* VORLIEGENDER TEXT *
┌────────
Selbstmordattentat in Tel Aviv:
Philosophie des Todes
Von
Nazir Majali [1]
Es
fehlen die Worte für die angemessene Verurteilung des verabscheuungswürdigen
Angriffs in Tel Aviv[2]. Nicht nur, weil er den
Interessen des palästinensischen Volkes schadet und nicht nur, weil er den
Interessen der vielen Kriegstreiber in unserer Region dient, sondern vor
allem weil die Philosophie, die hinter ihm steht, eine Philosophie ist, die
das palästinensische Volk zerstört.
Es
ist die Philosophie des Todes, die den Tod dem Leben vorzieht. Eine
verlogene Philosophie, die sich angeblich auf den Namen Gottes und des Islam
beruft. Eine rassistische Philosophie, die auf dem grausamen Prinzip beruht,
Juden zu töten, weil sie Juden sind. In der Geschichte kennzeichnet sie
Bewegungen, zu denen zu gehören, keine große Ehre ist. Es ist eine
Philosophie von Kriegsverbrechern, deren Ziel die Ermordung unschuldiger
Menschen ist, die durch die Straßen laufen, hungriger Menschen, die in ein
Restaurant gehen, um ihr schwer verdientes Geld für eine Mahlzeit
auszugeben, ausländischer Frauen, die Tausende Kilometer gereist sind, um
ihre Familien zu unterstützen, alter Menschen, die ihr Haus verlassen
wollten und die Straße entlanggingen – Menschen, die die Mörder nicht
kannten, aber sich das Recht nahmen, ihr Leben zu fällen, obwohl sie ihnen
nichts Böses getan hatten. Es ist eine Philosophie der Feigheit – wer die
Besatzung bekämpfen will, soll die Besatzungsarmee angreifen, aber keine
unschuldigen Menschen auf der Straße.
Vom
Standpunkt der palästinensischen Gesellschaft aus ist es eine Philosophie
der Selbstzerstörung. Diejenigen, die einen jungen Mann nach Tel Aviv
geschickt haben, damit er sich in die Luft sprengt, treffen in mehrfacher
Weise ihr eigenes Volk: Sie töten den jungen Palästinenser und bringen
Trauer über seine Familie, deren Welt zerstört ist. Es stimmt ja nicht, was
über palästinensische Mütter erzählt wird – dass sie die Taten ihrer
Selbstmordsöhne verherrlichen. Keine Mutter möchte, dass ihr Sohn stirbt.
Sie
bewirken eine israelische Antwort, die die Familie verletzt, das Dorf, die
umliegenden Dörfer und vielleicht das gesamte palästinensische Volk. Sie
pflegen in jungen Palästinensern die Kultur des Todes statt die Kultur des
Lebens. Das Ergebnis dieser Erziehung ist die Schwächung der Hoffnung, der
Investition in Bildung und in kulturelles und wissenschaftliches Handeln;
mehr Hass und weniger Liebe.
└────────
* AUFGABENSTELLUNG *
Wen soll laut dem Text über das Selbstmordattentat in Tel Aviv angreifen, wer die Besatzung bekämpfen will? Bitte antworte in einem Satz.

Gespeicherte Dateneinträge:
┌────────
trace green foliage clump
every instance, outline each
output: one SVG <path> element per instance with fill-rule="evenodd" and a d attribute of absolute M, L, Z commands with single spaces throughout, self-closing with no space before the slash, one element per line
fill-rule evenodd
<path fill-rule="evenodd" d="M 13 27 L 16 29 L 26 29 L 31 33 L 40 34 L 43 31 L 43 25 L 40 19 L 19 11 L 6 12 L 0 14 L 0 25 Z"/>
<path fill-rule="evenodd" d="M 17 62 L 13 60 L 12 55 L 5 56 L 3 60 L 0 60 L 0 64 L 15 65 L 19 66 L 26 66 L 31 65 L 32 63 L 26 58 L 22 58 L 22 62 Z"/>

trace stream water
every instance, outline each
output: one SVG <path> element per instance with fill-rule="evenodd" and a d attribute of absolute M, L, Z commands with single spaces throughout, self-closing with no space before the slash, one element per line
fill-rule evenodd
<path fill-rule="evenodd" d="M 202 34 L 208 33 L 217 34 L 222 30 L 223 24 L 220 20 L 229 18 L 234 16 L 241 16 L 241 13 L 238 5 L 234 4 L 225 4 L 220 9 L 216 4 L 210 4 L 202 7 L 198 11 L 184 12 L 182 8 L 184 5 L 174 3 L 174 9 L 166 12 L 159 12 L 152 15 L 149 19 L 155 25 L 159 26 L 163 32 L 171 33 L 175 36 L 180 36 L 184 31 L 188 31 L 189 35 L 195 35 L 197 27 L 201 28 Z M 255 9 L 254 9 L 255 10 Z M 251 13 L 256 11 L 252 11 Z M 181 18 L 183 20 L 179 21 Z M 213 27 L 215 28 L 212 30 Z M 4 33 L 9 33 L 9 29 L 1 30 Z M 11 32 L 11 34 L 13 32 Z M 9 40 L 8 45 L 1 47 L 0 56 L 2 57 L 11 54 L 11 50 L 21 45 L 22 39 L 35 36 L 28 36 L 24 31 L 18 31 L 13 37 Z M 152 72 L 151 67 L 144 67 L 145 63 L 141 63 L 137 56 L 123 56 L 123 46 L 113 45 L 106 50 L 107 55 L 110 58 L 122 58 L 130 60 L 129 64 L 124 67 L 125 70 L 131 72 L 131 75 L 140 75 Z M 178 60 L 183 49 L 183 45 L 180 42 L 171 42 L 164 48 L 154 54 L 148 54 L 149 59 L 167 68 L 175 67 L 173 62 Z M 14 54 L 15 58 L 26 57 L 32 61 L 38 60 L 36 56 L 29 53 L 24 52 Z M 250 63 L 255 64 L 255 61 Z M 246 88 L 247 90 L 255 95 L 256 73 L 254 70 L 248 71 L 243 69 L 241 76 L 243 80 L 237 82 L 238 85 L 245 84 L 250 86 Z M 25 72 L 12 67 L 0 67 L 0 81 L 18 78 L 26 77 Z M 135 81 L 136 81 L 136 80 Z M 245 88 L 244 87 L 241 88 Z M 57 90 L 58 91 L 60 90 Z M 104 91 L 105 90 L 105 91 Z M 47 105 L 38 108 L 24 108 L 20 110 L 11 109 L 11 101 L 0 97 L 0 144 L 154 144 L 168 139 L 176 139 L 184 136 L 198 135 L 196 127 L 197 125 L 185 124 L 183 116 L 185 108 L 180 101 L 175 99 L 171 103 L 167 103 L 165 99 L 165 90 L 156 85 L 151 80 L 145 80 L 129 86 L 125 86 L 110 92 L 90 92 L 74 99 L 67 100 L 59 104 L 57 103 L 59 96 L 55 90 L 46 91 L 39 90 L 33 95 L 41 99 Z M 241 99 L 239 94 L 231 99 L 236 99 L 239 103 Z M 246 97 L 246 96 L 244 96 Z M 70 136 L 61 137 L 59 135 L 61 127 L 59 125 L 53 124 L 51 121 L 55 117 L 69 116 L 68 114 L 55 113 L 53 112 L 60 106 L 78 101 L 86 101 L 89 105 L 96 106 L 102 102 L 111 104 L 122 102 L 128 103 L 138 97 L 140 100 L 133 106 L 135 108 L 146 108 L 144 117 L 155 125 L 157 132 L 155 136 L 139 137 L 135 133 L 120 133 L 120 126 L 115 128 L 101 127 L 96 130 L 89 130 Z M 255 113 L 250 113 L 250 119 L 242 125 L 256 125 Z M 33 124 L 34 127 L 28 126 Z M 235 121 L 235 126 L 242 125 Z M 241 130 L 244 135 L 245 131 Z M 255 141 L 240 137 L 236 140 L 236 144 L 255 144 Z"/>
└────────
* ANTWORT *
Wer die Besatzung bekämpfen will, soll die Besatzungsarmee angreifen, aber keine unschuldigen Menschen auf der Straße.